■ EXTRACTED TEXT:
###
You see, Volcker has been hounding the Obama White House to prohibit the nation's banks from owning and trading risky securities, the practice that got the "too big to fail" crew intro big trouble in 2008.

The administration is saying no.

Whatever one thinks of Volcker, any amateur historian can see that he's right to want to keep investment banking separate from commercial banking. This was the basic reasoning behind the Glass-Steagall Act of 1933 that mandated the separation of the two types of banking in order to protect the country from risky investments and speculation. This worked splendidly for six decades until 1999 when the Republicans spearheaded the Gramm-Leach-Bliley Act, which was signed into law by former President Clinton.

Totally unsurprisingly, without regulation and the Glass-Steagall wall, a series of financial bubbles began to grow, and repeatedly burst, fattening the wallets of a select few while taxpayers continually bailed out a broken system.

Now, another Democratic leader, President Obama, seems determined to continue the New Deal reversal. What's the reasoning here? The New York Times cites anonymous officials who describe Volcker as an adviser perceived as "standing apart from Wall Street, and critical of its ways," while Treasury Secretary Timothy F. Geithner, and Lawrence H. Summers, chief of the National Economic Council, are seen, "rightly or wrongly, as more sympathetic to the concerns of investment bankers."
###
■ WHAT YOU NEED TO DO:
1. Copy the commentary on Volcker and bank regulation between "You see, Volcker" and "former President Clinton.", inclusive, swapping "administration" for "White House".
2. Extend the commentary on Volcker and bank regulation, starting after its final sentence.
The lines after this point come from a separate source.
###
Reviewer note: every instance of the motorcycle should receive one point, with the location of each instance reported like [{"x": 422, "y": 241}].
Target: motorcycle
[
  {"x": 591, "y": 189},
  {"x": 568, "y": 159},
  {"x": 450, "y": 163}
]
###
■ TASK-BY-TASK OUTPUTS:
1.
You see, Volcker has been hounding the Obama White House to prohibit the nation's banks from owning and trading risky securities, the practice that got the "too big to fail" crew intro big trouble in 2008.

The White House is saying no.

Whatever one thinks of Volcker, any amateur historian can see that he's right to want to keep investment banking separate from commercial banking. This was the basic reasoning behind the Glass-Steagall Act of 1933 that mandated the separation of the two types of banking in order to protect the country from risky investments and speculation. This worked splendidly for six decades until 1999 when the Republicans spearheaded the Gramm-Leach-Bliley Act, which was signed into law by former President Clinton.

2.
Let me clarify some confusion for the Times. This is a "wrongly" philosophy. It's very wrongly. It's so wrongly that it's the exact behavior of deregulation and cronyism that led to the 2008 economic catastrophe, and before that, the dot-com bubble burst, and before that, the savings and loan debacle, along with a myriad of other so-called "unforeseeable freak events of the stock market."

Lawrence Summers knows this is true. He even said it in a very comprehensive speech where he explained that there has been an economic crisis, on average, every three years. That's an outrageous failure rate, and it indicates the need for dramatic reform, Summers argues. Of course, he doesn't go one step further and indict his investment banker buddies as guilty parties in the larger "reform plan."

No need to step on any toes, right, Larry? As if the man who accepted payments for speaking appearances from financial institutions including JP Morgan Chase, Citigroup, Goldman Sachs, Lehman Brothers and Merrill Lynch (with fees ranging from $45,000 for a Nov. 12 Merrill Lynch appearance to $135,000 for an April 16 visit to Goldman Sachs) is going to lead the charge to regulate the banking industry.

Summers and Geithner's various connections to the banking industry have been well documented, but what's outrageous is that they are now shooting down Paul Volcker's correct assessment that only a new Glass-Steagall will prevent future economic catastrophe.

Summers and Geithner are so clearly wrong for so clearly the "wrongly" reasons that it's really shocking anyone is taking these two seriously. At least we can take comfort in the knowledge that when the next economic crisis hits in three years (according to Summers' calculations,) our excellent media will hold the economic gurus' feet to the fire. ...Right?

Crossposted from Allison Kilkenny's blog. Also available on Facebook and Twitter.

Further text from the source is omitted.